Natural language region descriptions:
____

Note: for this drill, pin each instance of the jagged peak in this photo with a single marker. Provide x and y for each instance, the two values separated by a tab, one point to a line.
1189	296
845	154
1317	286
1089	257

____

• [Prompt] Transcribe each record exactly. Leave nothing out.

• [Worked solution]
Note: for this drill, pin each instance of the jagged peak in this photo with a single marker. Provide x and y for each instance, the two values separated by a tab, one point to a line.
1189	296
845	154
1317	286
1089	257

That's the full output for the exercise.